[WHAT TO DO] Word for word and without images, transcribe all of the records.

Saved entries
====
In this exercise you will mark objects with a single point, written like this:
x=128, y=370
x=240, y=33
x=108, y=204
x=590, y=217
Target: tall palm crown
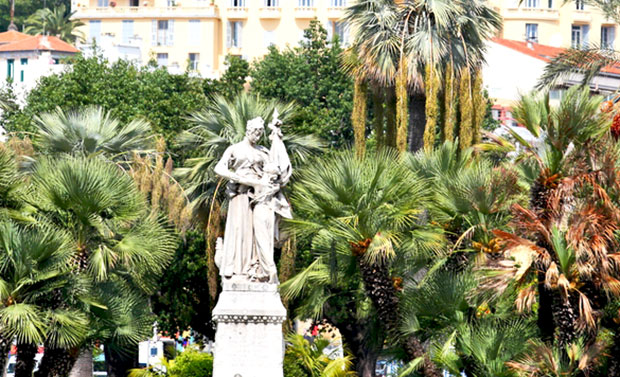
x=422, y=32
x=56, y=22
x=90, y=131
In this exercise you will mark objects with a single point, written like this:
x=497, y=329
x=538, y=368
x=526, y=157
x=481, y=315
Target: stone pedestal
x=248, y=340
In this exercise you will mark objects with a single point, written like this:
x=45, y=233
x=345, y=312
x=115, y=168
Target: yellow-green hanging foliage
x=377, y=108
x=402, y=112
x=431, y=88
x=390, y=117
x=449, y=95
x=466, y=110
x=480, y=106
x=358, y=118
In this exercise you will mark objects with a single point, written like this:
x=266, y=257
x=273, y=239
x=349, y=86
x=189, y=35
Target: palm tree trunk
x=377, y=108
x=449, y=103
x=381, y=291
x=417, y=121
x=431, y=87
x=466, y=110
x=119, y=363
x=25, y=359
x=5, y=347
x=390, y=117
x=358, y=117
x=83, y=366
x=212, y=231
x=402, y=116
x=614, y=358
x=57, y=362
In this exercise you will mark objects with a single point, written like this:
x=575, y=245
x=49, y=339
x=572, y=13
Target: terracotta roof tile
x=39, y=42
x=12, y=36
x=543, y=52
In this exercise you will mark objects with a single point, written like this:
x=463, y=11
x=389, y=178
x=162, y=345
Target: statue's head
x=254, y=129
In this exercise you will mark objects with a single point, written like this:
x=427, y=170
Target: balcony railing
x=335, y=12
x=305, y=12
x=145, y=12
x=270, y=12
x=531, y=14
x=237, y=12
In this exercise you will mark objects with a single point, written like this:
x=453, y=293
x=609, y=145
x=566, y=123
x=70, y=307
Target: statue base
x=248, y=339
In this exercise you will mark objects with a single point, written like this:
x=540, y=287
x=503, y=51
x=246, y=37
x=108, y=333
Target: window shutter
x=170, y=33
x=239, y=33
x=154, y=33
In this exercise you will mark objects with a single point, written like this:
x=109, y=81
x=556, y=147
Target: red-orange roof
x=40, y=43
x=542, y=52
x=12, y=36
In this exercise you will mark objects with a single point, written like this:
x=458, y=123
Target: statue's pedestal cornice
x=248, y=340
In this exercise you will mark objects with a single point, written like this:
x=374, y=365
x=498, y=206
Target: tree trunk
x=466, y=110
x=25, y=359
x=5, y=347
x=358, y=117
x=377, y=121
x=390, y=117
x=57, y=362
x=614, y=358
x=381, y=291
x=431, y=87
x=449, y=103
x=119, y=363
x=83, y=366
x=402, y=96
x=417, y=121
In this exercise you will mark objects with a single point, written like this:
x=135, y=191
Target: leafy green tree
x=57, y=22
x=311, y=76
x=361, y=215
x=124, y=90
x=232, y=81
x=25, y=8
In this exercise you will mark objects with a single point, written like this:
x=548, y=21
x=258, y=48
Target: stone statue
x=256, y=176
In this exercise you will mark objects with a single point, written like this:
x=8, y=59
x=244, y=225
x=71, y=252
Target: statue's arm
x=221, y=169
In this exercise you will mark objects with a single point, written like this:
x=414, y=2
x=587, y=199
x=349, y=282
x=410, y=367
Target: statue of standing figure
x=256, y=176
====
[OUTPUT OF THE TASK]
In this exercise you will mark objects with a single point, written like this:
x=128, y=370
x=240, y=33
x=108, y=204
x=590, y=217
Target: tall palm crown
x=422, y=32
x=56, y=22
x=90, y=131
In this exercise you will mark objects with a single point, written like this:
x=497, y=329
x=538, y=368
x=526, y=157
x=481, y=315
Target: stone pedestal
x=248, y=340
In this exercise you will mark objects with a single point, written like this:
x=45, y=233
x=345, y=312
x=115, y=168
Target: yellow-green hanging foliage
x=377, y=108
x=402, y=112
x=431, y=88
x=390, y=117
x=449, y=95
x=466, y=110
x=480, y=106
x=358, y=118
In this exercise you will mark objects with a single point, written like this:
x=266, y=257
x=273, y=239
x=349, y=86
x=189, y=35
Target: palm tree trunk
x=377, y=108
x=449, y=103
x=381, y=291
x=417, y=121
x=431, y=87
x=466, y=110
x=119, y=363
x=25, y=359
x=5, y=347
x=390, y=117
x=358, y=117
x=83, y=366
x=212, y=231
x=402, y=116
x=614, y=358
x=57, y=362
In this exercise you will mark objects with a single point, written like this:
x=575, y=245
x=49, y=339
x=572, y=13
Target: terracotta roof tile
x=39, y=42
x=12, y=36
x=543, y=52
In this exercise you will mark objects with a single point, written like this:
x=463, y=11
x=389, y=178
x=162, y=345
Target: statue's head
x=254, y=129
In this exercise you will mark objects with a single point, written like this:
x=427, y=170
Target: balcony railing
x=335, y=12
x=305, y=12
x=145, y=12
x=270, y=12
x=531, y=14
x=237, y=12
In this exercise you will mark objects with a single point, written like this:
x=453, y=293
x=609, y=145
x=566, y=123
x=70, y=307
Target: statue base
x=248, y=339
In this exercise you will mark objects with a single point, written like this:
x=540, y=287
x=503, y=51
x=246, y=37
x=108, y=333
Target: window shutter
x=170, y=33
x=239, y=33
x=154, y=33
In this exercise you will mark objects with a single point, written like this:
x=109, y=81
x=556, y=147
Target: red-orange roof
x=40, y=43
x=542, y=52
x=12, y=36
In this exercise you will mark objects with a single point, written like this:
x=458, y=123
Target: statue's pedestal cornice
x=248, y=340
In this exercise you will mark objects with a single point, written like this:
x=374, y=365
x=498, y=206
Target: tree trunk
x=466, y=110
x=25, y=359
x=5, y=347
x=358, y=117
x=377, y=121
x=390, y=117
x=57, y=362
x=614, y=358
x=381, y=291
x=431, y=87
x=449, y=103
x=119, y=363
x=83, y=366
x=402, y=96
x=417, y=121
In this exercise you will mark objects with a single point, written like this:
x=135, y=191
Target: leafy green tree
x=57, y=22
x=311, y=76
x=361, y=215
x=124, y=90
x=232, y=81
x=25, y=8
In this exercise you will mark objects with a single point, written like this:
x=548, y=21
x=258, y=48
Target: stone statue
x=256, y=176
In this exercise you will mark objects with a single point, written like this:
x=8, y=59
x=244, y=225
x=71, y=252
Target: statue's arm
x=221, y=169
In this exercise you will mark objects with a single point, written like this:
x=414, y=2
x=587, y=199
x=349, y=282
x=410, y=367
Target: statue of standing figure
x=256, y=176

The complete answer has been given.